Items from a data source:
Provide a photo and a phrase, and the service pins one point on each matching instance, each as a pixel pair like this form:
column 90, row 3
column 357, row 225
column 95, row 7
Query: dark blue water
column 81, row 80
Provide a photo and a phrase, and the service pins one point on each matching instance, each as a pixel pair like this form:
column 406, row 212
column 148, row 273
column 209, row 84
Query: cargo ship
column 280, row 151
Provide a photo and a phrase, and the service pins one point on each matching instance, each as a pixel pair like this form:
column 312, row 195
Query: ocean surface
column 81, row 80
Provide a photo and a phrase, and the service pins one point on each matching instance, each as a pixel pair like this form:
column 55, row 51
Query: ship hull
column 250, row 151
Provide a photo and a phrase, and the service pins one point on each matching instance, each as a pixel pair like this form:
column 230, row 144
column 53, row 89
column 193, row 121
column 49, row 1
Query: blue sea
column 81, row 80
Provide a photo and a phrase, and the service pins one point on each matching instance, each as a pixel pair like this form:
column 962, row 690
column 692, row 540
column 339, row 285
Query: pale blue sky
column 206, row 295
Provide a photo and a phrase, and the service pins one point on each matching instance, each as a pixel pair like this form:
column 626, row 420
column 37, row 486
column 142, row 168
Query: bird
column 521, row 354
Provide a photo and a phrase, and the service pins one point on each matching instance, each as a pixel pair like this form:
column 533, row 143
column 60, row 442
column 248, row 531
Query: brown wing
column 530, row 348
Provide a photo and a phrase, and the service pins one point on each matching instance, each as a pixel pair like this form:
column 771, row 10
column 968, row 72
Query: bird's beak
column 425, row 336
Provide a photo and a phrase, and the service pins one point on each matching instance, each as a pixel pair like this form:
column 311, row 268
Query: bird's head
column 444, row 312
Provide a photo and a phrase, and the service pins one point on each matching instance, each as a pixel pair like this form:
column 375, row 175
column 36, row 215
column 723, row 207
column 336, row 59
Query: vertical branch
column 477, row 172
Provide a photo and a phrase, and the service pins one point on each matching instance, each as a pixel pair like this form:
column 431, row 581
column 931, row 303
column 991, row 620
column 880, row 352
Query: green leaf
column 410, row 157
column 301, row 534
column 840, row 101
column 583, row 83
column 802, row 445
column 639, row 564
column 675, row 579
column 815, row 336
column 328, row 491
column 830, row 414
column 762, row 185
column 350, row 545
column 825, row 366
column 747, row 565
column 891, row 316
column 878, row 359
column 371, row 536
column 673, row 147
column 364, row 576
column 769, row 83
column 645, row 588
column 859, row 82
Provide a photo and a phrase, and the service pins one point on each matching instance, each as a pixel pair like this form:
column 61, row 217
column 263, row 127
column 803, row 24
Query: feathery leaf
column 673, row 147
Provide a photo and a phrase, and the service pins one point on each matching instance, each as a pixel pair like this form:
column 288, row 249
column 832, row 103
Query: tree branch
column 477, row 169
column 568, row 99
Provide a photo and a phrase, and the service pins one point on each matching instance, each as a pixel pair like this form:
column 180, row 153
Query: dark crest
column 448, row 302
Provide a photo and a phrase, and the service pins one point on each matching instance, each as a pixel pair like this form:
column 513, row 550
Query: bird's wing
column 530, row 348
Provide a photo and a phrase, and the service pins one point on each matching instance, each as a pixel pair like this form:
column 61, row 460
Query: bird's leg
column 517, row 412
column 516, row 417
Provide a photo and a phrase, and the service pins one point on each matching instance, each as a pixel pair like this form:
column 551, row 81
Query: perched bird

WHAT TO WORK ON: Please return the data above exactly as given.

IN RESPONSE:
Provide a photo and a phrase, and the service pins one point on each matching instance, each as a pixel pair like this form:
column 90, row 3
column 357, row 225
column 95, row 7
Query: dark blue water
column 81, row 80
Provide a photo and a phrase, and the service pins one point on each matching instance, each as a pixel pair like this form:
column 406, row 212
column 148, row 273
column 209, row 84
Query: cargo ship
column 280, row 151
Provide a photo and a phrase, and the service pins one point on each matching instance, each as a pixel pair like this form:
column 312, row 195
Query: ocean surface
column 81, row 80
Provide a photo and a phrase, and the service pins one point on each matching instance, each as a pixel pair like this form:
column 55, row 51
Query: ship hull
column 250, row 151
Provide a photo and a phrase, and the service pins one point on each matching instance, each as a pixel pair like this form:
column 230, row 144
column 53, row 89
column 193, row 121
column 49, row 1
Query: blue sea
column 81, row 80
Provide a photo and a phrase, and the service pins one point on each matching instance, each as a pixel pair like this form:
column 962, row 690
column 692, row 540
column 339, row 285
Query: pale blue sky
column 206, row 295
Provide a photo and a phrase, and the service pins one point on each matching instance, each as a pixel pair like this form:
column 626, row 420
column 37, row 486
column 142, row 168
Query: bird
column 521, row 354
Provide a photo and a phrase, and the service pins one point on each matching instance, each as a pixel pair like this form:
column 533, row 143
column 60, row 442
column 248, row 531
Query: brown wing
column 530, row 348
Provide a photo and a phrase, and the service pins one point on each matching instance, each as a pixel pair like this form:
column 771, row 10
column 968, row 72
Query: bird's beak
column 425, row 336
Provide a photo and a phrase, and the service pins one point on each matching instance, each as a pixel pair like this form:
column 311, row 268
Query: bird's head
column 444, row 312
Provide a photo and a phrase, and the service pins one point on each matching instance, each as a pixel pair like this form:
column 375, row 175
column 36, row 215
column 723, row 207
column 336, row 59
Query: vertical branch
column 477, row 172
Provide a photo and a phrase, and the service pins one point on each matching instance, each as a pixel pair like this form:
column 431, row 581
column 931, row 303
column 991, row 620
column 880, row 352
Query: green leaf
column 410, row 157
column 301, row 534
column 840, row 101
column 583, row 83
column 802, row 445
column 639, row 564
column 675, row 579
column 815, row 336
column 328, row 491
column 830, row 414
column 762, row 185
column 350, row 545
column 825, row 366
column 747, row 565
column 891, row 316
column 878, row 359
column 371, row 536
column 673, row 147
column 364, row 576
column 769, row 83
column 645, row 588
column 859, row 82
Provide a photo and a phrase, and the service pins one point on each matching instance, each as a pixel pair like this form:
column 61, row 217
column 263, row 127
column 803, row 24
Query: feathery leaf
column 673, row 147
Provide a photo and a phrase, and the service pins one point on each matching instance, each as a pixel pair like this form:
column 288, row 249
column 832, row 103
Query: tree branch
column 477, row 169
column 568, row 99
Provide a photo and a phrase, and the service pins one point on each matching instance, each as a pixel pair like this form:
column 180, row 153
Query: dark crest
column 448, row 302
Provide a photo and a phrase, and the service pins one point on each matching instance, each as a pixel pair like this form:
column 513, row 550
Query: bird's wing
column 530, row 348
Provide a photo and a phrase, and the service pins one point on each matching instance, each as a pixel pair like this form:
column 61, row 460
Query: bird's leg
column 517, row 412
column 516, row 417
Provide a photo and a phrase, and the service pins one point on each matching instance, each as a pixel pair like this form:
column 551, row 81
Query: perched bird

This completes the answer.